Exercise brief:
Reproduce the listing below precisely, leaving every line intact.

--- Records for this task ---

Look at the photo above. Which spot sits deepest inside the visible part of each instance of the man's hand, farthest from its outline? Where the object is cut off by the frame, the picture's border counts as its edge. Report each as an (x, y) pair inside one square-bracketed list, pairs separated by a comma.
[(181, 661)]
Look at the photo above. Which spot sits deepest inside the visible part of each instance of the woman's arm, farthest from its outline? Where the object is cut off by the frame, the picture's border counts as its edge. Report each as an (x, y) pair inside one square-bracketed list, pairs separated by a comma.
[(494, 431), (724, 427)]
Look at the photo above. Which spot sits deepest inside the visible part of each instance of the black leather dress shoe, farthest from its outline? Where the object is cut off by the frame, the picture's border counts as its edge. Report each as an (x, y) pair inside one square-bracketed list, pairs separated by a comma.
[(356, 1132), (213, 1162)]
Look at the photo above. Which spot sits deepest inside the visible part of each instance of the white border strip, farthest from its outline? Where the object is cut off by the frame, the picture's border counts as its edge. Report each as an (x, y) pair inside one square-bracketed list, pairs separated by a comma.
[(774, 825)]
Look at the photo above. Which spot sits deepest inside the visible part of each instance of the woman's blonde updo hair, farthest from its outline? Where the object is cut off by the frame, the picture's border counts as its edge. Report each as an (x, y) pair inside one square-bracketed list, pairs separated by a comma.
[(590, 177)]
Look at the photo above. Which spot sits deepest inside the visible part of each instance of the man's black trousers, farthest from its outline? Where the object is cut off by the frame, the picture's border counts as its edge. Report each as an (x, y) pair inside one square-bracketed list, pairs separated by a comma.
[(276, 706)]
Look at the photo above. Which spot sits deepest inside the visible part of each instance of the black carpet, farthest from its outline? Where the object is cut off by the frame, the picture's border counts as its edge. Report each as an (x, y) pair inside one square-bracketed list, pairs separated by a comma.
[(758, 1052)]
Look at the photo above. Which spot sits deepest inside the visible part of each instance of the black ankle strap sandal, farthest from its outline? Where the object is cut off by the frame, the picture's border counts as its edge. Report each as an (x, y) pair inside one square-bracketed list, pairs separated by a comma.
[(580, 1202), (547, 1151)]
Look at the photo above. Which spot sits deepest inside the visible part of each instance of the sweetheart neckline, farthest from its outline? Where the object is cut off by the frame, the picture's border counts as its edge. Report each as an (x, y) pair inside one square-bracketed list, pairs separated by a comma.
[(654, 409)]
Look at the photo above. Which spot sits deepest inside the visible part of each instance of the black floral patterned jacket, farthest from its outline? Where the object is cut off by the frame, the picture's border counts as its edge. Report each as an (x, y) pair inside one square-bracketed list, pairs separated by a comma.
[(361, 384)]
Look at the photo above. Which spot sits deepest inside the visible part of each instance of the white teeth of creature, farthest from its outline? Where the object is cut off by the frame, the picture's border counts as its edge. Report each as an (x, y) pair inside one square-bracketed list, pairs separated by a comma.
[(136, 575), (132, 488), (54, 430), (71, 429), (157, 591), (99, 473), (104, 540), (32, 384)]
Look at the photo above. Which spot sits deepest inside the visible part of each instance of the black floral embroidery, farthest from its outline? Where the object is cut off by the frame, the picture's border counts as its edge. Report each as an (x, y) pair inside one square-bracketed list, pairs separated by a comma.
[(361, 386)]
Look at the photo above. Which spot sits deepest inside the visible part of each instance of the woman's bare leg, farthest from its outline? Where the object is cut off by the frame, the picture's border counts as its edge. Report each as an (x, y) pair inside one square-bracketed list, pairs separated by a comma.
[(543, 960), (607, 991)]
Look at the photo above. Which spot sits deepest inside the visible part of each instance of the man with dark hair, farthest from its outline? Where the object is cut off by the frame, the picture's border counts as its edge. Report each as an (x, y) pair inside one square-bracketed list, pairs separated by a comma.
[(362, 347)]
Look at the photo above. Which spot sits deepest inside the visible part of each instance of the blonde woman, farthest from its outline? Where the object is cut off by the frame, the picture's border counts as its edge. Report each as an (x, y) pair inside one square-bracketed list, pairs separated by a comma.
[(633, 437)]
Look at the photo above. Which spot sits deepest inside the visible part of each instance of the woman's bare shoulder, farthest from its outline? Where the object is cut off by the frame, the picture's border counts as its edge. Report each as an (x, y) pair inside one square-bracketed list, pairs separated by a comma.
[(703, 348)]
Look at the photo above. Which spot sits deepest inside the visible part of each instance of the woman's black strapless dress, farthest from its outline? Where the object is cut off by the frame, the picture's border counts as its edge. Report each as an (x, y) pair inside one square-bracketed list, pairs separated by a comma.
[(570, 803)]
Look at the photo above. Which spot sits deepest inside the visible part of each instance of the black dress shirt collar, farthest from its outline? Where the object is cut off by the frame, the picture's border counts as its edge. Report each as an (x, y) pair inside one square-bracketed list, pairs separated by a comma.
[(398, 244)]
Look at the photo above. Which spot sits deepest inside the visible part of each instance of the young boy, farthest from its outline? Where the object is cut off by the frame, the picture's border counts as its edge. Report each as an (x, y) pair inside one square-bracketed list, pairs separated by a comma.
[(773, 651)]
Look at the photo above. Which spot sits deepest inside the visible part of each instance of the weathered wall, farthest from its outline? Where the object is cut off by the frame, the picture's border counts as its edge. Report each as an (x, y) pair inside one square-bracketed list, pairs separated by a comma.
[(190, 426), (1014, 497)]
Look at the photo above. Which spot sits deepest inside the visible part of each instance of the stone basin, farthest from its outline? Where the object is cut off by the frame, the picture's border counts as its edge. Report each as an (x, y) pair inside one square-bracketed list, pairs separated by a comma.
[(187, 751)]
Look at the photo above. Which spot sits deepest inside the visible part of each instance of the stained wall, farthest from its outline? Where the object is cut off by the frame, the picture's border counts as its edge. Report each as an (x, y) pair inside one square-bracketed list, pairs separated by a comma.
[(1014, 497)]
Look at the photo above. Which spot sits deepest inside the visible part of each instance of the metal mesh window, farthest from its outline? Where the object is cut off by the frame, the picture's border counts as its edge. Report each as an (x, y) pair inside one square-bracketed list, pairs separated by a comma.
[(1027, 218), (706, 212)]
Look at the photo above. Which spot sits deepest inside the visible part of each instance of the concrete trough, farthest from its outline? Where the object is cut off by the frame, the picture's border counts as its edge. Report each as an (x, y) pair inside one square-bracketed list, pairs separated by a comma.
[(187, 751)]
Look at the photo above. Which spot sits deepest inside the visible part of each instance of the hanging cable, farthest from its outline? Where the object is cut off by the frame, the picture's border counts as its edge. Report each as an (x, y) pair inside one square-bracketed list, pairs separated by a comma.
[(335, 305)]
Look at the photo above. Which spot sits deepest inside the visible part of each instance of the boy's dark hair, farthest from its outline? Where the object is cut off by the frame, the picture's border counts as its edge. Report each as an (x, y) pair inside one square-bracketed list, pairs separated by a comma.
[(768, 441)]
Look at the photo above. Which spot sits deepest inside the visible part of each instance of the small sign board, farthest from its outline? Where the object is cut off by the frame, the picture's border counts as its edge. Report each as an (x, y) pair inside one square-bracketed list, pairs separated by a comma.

---

Response for this exercise:
Look at the photo above. Which spot sits deepest inside the visible part of each instance of the man's hand, farthest from its outline? Where the object is cut off by the frame, the picture's border counts as its edge. Report each as an (x, y) pair inside one square-bracketed list, pairs separated by a comma.
[(181, 661)]
Look at the photo above. Which spot sits deepest inside the visible part of each instance of the woman's arm, farthest from its outline? Where the object is cut off by the frame, the picture's border counts as its edge. Report each as an (x, y) pair inside one square-bracketed list, pairs separated by a comma.
[(494, 431), (724, 427)]
Look at the photo above. Which spot sits deepest inside the visible part of each instance of the black leather dress shoe, farthest from its outline? Where the object is cut off by the frame, the picture's border counts as its edge. Report each as an (x, y) pair inside one square-bracketed list, pairs separated by a comma.
[(356, 1132), (213, 1162)]
Look at the photo above. Which spot sits deepest inside the visible part of each instance of the white border strip, farthest from its outline? Where the object is cut off by the frame, the picture's border counts as its edge. Report each as an (x, y) pair inside one square-bracketed list, pairs separated by a comma.
[(774, 825)]
Look at the photo above. Which spot sits deepest inside the visible part of each instance of the woman's blonde updo hair, farthest from its outline? Where the object is cut off by the frame, the picture's border counts as its edge. Report each as an (x, y) pair inside one square-bracketed list, pairs separated by a comma.
[(590, 177)]
Look at the photo above. Which spot sits deepest inside the visible part of each instance of the man's black trousers, farthest from its outline? Where the object is cut off by the frame, the picture's border counts as its edge. Report each as an (x, y) pair inside one square-bracketed list, pairs separated by a comma.
[(276, 706)]
Look at the photo above. Which spot sits deepest inside the visible part of each instance of the black carpet, farthest from its outline? Where the object is cut off by the frame, the picture's border counts as its edge. Report each as an (x, y) pair inside one square-bracketed list, pairs separated by a comma.
[(758, 1052)]
Look at the photo above. Which spot sits deepest inside the visible part of each instance of the black ankle strap sandal, farthest from its outline? Where the object is cut off by the frame, the picture's border counts as its edge. Report each as an (x, y) pair inside one square-bracketed list, pairs separated by a comma.
[(580, 1202), (547, 1151)]
Look at the photo above. Which spot sits deepest inside the visible part of each instance of the sweetheart neckline, farthest from its outline? Where the object is cut off by the frame, the picture's border counts as its edge. Report each as an (x, y) pair inside one square-bracketed list, pairs separated by a comma.
[(654, 409)]
Look at the photo above. Which spot sits deepest inside the visible part of each instance of the black floral patterned jacket, farthest from its outline? Where the object is cut off by the frame, the picture's border counts as its edge. Report each as an (x, y) pair inside one square-bracketed list, pairs separated by a comma.
[(361, 384)]
Look at the photo above. Which spot sits deepest inside the visible part of each instance of the white teeth of creature, farthest from its outline? Where the object is cut off by the frame, the picture's border counts as its edge. Report each as an (x, y) pair inside one square-bracketed list, pairs separated by a comma.
[(136, 575), (132, 488), (54, 430), (71, 429), (157, 591), (99, 473), (104, 540), (32, 384)]
Look at the photo above. Which spot sits deepest inside the visible part of each instance of the black floral embroidery, farthest from its outline? Where the object is cut off by the frame, the picture's border counts as its edge. Report each as an (x, y) pair inside one square-bracketed list, pairs separated by a comma.
[(361, 386)]
Look at the photo above. Which spot sits deepest inside the visible part of each instance of the woman's bare leg, farthest from its outline? Where the object is cut off by the frame, the picture's border counts as its edge. Report each as an (x, y) pair inside one square-bracketed list, pairs separated by a comma.
[(543, 960), (607, 991)]
Look at the photo above. Which spot sits deepest inside the visible part of each instance of the man with dark hair, farthest from its outline? Where the object is cut off by the frame, the picture's border counts as its edge. Report each as an (x, y) pair inside one square-bracketed list, pairs separated by a comma.
[(362, 347)]
Look at the photo above. Which spot sits deepest inside the visible part of each instance of the blonde woman, farthest from its outline? Where the object is cut off by the frame, the picture's border counts as its edge. Report each as an (x, y) pair inside one square-bracketed list, pairs separated by a comma.
[(633, 437)]
Look at the photo above. Which spot sits deepest inside the visible part of each instance of the woman's bare shoulder, farthest from its outline? Where the object is cut off by the frame, the picture's border counts as its edge. Report each as an (x, y) pair inside one square-bracketed list, pairs separated by a comma.
[(703, 348)]
Look at the photo above. Which spot sits deepest inside the visible part of each instance of the woman's black strapless dress, farthest from its outline? Where the object is cut off by the frame, the picture's border counts as its edge. Report each as an (x, y) pair inside one square-bracketed list, pairs separated by a comma.
[(570, 803)]
Look at the photo above. Which spot sits deepest inside the visible part of each instance of the black dress shirt collar, farthest from its outline? Where the object is cut off by the frame, the picture's border counts as its edge. Report each as an (x, y) pair inside one square-bracketed list, pairs separated by a comma.
[(398, 244)]
Look at the photo above. Which spot sits deepest inside the visible part of each instance of the young boy, farthest from its outline? Where the object is cut off by the frame, the picture's border counts as its edge. Report each as an (x, y) pair inside one square-bracketed list, pairs separated by a comma.
[(773, 651)]
Look at the photo above. Which spot sits deepest inside the visible part of each instance of the weathered wall, farthest from its outline? Where the object is cut off by the frame, the picture's border counts as its edge. Report each as an (x, y) pair inside one square-bracketed list, pairs separated by a comma.
[(190, 426), (1014, 497)]
Look at the photo above. Which spot sits deepest inside the visible part of each instance of the stone basin, farthest from its outline? Where the object is cut off by the frame, the picture's border counts as its edge. Report each as an (x, y) pair inside one square-bracketed list, pairs separated by a comma.
[(187, 751)]
Look at the photo above. Which spot sits deepest inside the visible part of each instance of the stained wall, farthest from its outline? Where the object is cut off by the frame, the picture's border counts as its edge. Report each as an (x, y) pair inside one square-bracketed list, pairs separated by a comma.
[(1014, 497)]
Look at the photo above. Which spot sits deepest inside the visible part of each instance of the metal mesh window, farthest from its outline? Where the object is cut off by the frame, the picture's border counts as its edge. Report each as an (x, y) pair inside one square-bracketed list, pairs separated by a comma.
[(1027, 218), (706, 212)]
Look at the photo above. Which spot sits deepest inside the visible part of each instance of the concrete trough, farthest from its outline? Where the object is cut off by the frame, the picture's border counts as its edge. Report each as an (x, y) pair inside one square-bracketed list, pairs separated by a comma.
[(187, 751)]
Look at the photo above. Which spot sits deepest inside the visible part of each instance of the hanging cable, farthest from its outline? Where the object is cut off by the frame, the picture's border counts as its edge. Report each as an (x, y) pair inside one square-bracketed list, pairs separated by a comma.
[(335, 305)]
Look at the photo above. Which spot sits deepest inside the visible part of each instance of the boy's dark hair, farthest from its outline? Where the object is cut off by the frame, the picture's border counts as its edge. Report each as an (x, y) pair inside one square-bracketed list, pairs separated by a comma.
[(768, 441)]
Look at the photo above. Which spot sits deepest inside the visible part of each instance of the small sign board, farthest from its outline? Where the object is cut off by the frame, the picture's border counts as its edge. Report each as an (x, y) pair inside one square-bracketed list, pairs separated by a comma.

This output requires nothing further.